Collected data:
○ ○ ○ ○ ○ ○ ○
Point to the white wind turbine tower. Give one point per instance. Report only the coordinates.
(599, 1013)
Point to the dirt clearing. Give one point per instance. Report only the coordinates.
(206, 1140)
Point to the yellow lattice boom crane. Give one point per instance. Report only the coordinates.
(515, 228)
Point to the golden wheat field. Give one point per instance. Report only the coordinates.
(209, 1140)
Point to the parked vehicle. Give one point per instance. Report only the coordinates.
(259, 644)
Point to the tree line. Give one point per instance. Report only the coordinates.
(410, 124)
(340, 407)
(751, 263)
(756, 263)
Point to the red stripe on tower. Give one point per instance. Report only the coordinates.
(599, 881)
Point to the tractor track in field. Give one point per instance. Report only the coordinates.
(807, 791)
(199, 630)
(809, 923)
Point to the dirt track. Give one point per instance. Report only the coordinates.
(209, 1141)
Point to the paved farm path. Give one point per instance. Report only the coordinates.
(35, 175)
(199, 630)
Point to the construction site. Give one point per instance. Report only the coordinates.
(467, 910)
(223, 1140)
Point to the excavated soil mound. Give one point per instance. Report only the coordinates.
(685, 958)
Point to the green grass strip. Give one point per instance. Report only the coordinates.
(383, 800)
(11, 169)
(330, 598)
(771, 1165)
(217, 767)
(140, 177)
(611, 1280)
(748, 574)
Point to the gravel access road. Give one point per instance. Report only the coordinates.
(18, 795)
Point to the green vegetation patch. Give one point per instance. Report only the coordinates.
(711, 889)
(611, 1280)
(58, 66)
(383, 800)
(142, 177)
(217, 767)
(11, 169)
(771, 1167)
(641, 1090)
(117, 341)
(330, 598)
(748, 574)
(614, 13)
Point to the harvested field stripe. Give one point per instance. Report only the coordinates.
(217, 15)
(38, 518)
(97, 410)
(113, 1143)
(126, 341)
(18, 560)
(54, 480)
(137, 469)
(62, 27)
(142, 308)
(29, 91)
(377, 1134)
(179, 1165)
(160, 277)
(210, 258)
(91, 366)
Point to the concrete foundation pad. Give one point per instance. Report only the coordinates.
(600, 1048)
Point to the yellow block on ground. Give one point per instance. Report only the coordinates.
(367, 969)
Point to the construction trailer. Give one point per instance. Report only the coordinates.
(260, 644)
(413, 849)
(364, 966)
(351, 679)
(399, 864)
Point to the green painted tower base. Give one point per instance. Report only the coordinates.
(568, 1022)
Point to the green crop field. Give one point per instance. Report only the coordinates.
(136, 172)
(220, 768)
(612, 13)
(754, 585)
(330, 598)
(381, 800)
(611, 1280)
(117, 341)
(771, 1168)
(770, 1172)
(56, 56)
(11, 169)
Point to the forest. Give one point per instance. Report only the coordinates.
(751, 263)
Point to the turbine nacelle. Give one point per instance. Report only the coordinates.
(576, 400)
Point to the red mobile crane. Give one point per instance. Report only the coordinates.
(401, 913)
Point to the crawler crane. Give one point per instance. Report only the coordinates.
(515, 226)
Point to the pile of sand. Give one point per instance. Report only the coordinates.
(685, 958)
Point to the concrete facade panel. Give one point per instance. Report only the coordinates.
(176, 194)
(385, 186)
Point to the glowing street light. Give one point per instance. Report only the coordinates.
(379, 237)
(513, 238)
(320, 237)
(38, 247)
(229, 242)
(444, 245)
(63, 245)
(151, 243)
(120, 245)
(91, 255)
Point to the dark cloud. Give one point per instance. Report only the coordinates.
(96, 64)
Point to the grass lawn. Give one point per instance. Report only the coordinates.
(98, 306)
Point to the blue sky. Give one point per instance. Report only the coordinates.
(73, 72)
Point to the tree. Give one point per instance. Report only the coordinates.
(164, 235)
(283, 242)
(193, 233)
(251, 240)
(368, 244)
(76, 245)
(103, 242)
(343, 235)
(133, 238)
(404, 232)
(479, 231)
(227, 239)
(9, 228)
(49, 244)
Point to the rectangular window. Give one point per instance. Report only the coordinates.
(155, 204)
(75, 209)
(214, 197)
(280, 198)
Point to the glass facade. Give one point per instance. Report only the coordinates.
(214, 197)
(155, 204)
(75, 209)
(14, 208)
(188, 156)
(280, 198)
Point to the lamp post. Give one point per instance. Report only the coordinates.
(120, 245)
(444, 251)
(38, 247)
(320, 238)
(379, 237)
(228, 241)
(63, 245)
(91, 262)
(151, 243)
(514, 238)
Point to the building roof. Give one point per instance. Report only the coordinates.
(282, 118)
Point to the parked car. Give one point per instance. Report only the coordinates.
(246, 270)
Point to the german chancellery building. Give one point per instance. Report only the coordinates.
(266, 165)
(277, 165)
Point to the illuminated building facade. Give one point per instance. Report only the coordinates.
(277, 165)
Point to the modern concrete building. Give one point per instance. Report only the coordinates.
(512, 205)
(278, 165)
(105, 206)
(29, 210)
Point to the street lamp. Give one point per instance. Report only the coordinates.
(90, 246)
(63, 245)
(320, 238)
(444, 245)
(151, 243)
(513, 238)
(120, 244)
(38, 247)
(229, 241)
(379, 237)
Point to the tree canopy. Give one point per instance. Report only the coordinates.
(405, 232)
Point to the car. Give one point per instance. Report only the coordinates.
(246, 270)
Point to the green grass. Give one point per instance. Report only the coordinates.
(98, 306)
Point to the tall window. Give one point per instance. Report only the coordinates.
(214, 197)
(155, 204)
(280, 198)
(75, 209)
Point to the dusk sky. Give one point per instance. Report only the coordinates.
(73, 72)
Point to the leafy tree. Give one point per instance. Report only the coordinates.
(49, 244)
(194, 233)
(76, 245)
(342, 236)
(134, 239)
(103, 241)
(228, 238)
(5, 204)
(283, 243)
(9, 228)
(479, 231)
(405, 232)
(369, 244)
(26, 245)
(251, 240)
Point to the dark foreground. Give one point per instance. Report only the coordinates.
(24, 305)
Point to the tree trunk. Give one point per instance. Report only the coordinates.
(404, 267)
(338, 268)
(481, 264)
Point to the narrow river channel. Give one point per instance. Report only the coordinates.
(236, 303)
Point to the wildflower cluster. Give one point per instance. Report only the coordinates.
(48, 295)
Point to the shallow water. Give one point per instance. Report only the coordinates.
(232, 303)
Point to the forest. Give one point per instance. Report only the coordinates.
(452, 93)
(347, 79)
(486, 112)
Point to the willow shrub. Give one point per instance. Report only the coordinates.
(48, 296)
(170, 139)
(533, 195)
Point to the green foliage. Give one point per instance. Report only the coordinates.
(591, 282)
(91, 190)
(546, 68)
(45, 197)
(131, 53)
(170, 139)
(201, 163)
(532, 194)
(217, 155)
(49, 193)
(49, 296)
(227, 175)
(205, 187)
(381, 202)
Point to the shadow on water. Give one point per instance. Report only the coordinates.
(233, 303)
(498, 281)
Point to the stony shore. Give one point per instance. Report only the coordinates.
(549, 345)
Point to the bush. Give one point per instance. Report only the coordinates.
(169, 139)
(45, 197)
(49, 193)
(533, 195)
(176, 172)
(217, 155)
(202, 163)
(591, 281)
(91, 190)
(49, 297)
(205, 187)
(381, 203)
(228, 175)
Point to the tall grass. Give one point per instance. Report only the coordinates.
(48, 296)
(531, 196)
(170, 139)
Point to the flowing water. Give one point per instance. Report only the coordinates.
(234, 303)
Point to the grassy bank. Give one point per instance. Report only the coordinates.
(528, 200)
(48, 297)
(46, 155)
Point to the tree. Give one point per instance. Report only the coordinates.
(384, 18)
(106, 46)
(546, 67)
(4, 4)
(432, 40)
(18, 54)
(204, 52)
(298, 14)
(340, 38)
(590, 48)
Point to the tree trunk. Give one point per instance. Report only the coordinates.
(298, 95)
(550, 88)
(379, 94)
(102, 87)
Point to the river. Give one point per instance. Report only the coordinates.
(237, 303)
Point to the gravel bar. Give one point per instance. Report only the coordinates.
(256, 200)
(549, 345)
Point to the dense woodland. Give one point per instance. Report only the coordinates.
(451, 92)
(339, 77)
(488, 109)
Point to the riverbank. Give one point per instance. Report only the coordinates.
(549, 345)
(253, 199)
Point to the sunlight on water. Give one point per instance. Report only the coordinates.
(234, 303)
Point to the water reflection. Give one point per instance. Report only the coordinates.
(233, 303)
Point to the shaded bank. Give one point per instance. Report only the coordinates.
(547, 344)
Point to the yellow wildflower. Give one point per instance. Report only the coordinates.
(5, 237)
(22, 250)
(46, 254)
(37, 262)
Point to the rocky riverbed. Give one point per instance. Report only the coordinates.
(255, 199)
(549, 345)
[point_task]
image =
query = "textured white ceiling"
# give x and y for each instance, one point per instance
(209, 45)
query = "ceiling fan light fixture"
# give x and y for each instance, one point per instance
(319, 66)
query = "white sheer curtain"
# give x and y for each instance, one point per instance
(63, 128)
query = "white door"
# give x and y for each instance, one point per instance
○ ○ ○ ○ ○ ○ ○
- _Exercise instructions_:
Where does the string "query" appear in the records above? Show every line that holds it.

- _Response to the task_:
query = "textured white ceiling"
query = "ceiling fan light fixture"
query = "white sheer curtain"
query = "white door"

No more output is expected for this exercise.